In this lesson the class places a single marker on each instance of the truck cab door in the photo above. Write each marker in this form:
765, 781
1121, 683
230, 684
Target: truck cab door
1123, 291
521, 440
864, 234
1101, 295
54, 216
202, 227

- **SET PROBLEM**:
Copy the records above line for line, with no changes.

- **WRITTEN ANSWER**:
In this lesson the class places a single marker on each instance of the truck cab door in the photo above. Write each marker in this form:
765, 781
1121, 683
230, 684
Target: truck cab door
1123, 291
521, 440
864, 234
1101, 295
54, 216
202, 227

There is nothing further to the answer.